EXERCISE AIM:
Retype the section of the blog post about EVC's early years below, from "by Steve Goodman, founding" to "this series here.", word for word.

TEXT PASSAGE:
- - - - -
Memories of Mandelay

Updated: Apr 30

by Steve Goodman, founding executive director emeritus



This is the second in a series of guest blog posts written by EVC’s founding executive director emeritus, Steve Goodman, on EVC’s early years. Read the preceding blog post in this series here.





The group of students reviewed their storyboard one last time, then walked together down the school hallway, careful not to get tangled up in the various cables connecting the recording deck to their camera, microphone, headphones, and battery belt they were carrying. Another group of students took up their positions on “the set” as actors playing students smoking and drinking in the girls’ bathroom. Once the tape was rolling, the student playing the school’s dean kicked in the bathroom door and proceeded to bust the students inside. 


This was a memorable day during the first video class I taught back in 1981 at Satellite Academy, a public high school on Manhattan’s Lower East Side. The film that the students were working on would come to be called “Memories of Mandelay.”


Satellite was designed for students who had been poorly served by New York City’s large traditional public schools. Students transferred to the alternative school for a range of academic, social-emotional, and in some cases, court-ordered reasons. When I met these students, most were struggling to graduate but happy to be going to high school in a small, more supportive environment. There were 18 students in the class that I was co-teaching with English teacher Liz Andersen. 


DCTV, one of New York’s first community media organizations, loaned the class a black and white, reel-to-reel Portapak (a popular Sony video recording deck) and an editing deck, housed at the DCTV firehouse studio in Chinatown.


The community media movement was a little over a decade old. DCTV was part of a flourishing group of video collectives and centers in Lower Manhattan, including Global Village, Young Filmmakers, and Paper Tiger TV, among others. These organizations were hives of activity and provided free and low-cost access to video production and editing equipment, as well as training workshops. Media artists working at DCTV produced and screened work across numerous genres, including experimental video art, guerrilla TV, domestic and international documentary films, and news analysis shows.
- - - - -
SOURCE EXCERPT:

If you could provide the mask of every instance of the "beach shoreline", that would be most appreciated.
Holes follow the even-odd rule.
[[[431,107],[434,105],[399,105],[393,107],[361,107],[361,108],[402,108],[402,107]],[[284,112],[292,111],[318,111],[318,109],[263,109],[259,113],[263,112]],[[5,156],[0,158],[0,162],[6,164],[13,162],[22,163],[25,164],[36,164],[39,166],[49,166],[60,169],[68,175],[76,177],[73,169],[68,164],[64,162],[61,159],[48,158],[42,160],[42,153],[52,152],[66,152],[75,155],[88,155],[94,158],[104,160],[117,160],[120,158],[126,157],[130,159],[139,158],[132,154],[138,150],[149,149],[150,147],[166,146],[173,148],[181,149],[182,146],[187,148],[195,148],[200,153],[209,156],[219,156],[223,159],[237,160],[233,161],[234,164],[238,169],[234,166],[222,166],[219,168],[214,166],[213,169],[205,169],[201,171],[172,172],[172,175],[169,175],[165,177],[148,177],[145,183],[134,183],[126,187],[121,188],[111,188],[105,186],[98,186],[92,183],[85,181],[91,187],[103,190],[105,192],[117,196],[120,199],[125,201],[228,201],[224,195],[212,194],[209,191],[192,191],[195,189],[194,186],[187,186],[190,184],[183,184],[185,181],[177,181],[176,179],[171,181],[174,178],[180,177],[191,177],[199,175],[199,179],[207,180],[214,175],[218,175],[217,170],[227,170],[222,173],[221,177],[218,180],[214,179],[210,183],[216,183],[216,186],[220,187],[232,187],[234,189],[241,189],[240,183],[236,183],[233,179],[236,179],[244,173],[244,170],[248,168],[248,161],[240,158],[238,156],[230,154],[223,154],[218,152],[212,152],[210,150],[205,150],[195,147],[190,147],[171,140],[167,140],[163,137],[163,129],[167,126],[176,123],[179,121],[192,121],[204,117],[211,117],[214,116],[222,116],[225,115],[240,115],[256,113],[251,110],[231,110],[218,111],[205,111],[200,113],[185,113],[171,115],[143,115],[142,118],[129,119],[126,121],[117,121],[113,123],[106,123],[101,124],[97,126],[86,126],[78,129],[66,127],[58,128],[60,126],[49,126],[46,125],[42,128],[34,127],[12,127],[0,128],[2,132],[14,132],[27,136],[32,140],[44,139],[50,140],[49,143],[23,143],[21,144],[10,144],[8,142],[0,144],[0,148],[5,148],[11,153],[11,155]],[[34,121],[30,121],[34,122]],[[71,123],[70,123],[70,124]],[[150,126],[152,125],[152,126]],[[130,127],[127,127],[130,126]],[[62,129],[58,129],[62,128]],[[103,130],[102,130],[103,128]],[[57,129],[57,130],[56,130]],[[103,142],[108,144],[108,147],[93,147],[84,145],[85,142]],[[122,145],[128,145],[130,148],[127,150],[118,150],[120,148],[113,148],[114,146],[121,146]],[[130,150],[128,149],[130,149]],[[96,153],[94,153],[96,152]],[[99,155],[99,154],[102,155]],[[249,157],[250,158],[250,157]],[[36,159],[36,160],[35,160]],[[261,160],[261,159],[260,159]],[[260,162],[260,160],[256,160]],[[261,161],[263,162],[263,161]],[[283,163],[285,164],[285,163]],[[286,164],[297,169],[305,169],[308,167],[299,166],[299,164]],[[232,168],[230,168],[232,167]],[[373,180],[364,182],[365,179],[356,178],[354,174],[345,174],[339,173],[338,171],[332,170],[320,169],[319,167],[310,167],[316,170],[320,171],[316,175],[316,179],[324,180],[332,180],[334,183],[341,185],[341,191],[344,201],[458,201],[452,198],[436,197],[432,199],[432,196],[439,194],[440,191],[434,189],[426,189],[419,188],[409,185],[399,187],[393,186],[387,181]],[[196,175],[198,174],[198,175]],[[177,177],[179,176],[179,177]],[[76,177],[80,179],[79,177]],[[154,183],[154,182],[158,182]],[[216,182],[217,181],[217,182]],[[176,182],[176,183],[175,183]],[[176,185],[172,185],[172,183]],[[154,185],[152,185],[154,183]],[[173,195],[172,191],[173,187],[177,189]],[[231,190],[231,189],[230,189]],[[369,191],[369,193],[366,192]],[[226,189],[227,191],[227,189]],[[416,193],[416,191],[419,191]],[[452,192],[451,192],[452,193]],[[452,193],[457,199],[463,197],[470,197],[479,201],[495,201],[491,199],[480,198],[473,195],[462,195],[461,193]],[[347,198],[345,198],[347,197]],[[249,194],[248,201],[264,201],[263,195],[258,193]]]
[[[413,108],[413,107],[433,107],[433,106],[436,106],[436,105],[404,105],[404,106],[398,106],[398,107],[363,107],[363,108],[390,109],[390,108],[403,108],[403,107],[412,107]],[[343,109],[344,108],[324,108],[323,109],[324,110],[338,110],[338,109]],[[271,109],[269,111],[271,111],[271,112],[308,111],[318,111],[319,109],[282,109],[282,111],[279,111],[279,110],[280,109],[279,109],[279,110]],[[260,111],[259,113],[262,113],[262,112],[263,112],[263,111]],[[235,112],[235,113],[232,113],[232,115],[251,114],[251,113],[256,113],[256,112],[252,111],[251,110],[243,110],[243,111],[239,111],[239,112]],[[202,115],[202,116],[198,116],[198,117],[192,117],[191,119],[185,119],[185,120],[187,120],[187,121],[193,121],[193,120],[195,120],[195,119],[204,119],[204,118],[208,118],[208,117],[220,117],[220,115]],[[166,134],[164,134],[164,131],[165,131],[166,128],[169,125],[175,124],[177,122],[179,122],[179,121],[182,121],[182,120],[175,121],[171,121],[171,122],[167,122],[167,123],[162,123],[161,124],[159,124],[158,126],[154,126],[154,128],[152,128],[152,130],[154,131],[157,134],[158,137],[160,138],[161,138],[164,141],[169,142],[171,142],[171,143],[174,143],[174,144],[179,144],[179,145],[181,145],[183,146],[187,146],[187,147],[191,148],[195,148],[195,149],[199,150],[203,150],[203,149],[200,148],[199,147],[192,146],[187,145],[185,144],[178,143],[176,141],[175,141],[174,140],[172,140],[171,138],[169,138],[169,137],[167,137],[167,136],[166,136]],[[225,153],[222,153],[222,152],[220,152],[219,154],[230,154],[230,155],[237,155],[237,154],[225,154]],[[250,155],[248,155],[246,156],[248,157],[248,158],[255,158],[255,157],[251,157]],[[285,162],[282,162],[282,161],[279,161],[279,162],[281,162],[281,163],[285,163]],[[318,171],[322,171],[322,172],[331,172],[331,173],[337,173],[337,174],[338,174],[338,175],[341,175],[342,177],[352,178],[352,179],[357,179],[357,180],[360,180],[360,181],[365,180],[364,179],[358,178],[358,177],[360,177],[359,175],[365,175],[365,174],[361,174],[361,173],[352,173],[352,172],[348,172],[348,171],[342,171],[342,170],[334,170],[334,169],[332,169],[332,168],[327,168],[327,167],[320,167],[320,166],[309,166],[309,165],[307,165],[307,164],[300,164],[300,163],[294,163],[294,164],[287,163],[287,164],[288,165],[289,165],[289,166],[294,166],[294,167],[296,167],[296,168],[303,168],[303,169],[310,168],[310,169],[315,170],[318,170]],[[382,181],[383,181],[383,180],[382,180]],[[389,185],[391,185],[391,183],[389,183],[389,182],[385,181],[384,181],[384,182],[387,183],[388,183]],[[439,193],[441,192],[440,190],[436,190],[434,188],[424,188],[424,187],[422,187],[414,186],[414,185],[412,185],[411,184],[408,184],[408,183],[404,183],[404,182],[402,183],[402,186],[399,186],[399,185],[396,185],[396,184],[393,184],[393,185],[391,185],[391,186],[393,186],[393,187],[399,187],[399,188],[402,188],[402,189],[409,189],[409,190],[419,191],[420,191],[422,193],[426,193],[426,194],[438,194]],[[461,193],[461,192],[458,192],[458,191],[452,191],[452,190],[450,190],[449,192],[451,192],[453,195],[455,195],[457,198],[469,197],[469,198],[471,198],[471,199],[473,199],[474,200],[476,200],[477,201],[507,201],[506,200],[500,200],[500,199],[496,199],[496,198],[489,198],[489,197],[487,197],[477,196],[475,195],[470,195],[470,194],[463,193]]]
- - - - -
FINISHED ANSWER:
by Steve Goodman, founding executive director emeritus



This is the second in a series of guest blog posts written by EVC’s founding executive director emeritus, Steve Goodman, on EVC’s early years. Read the preceding blog post in this series here.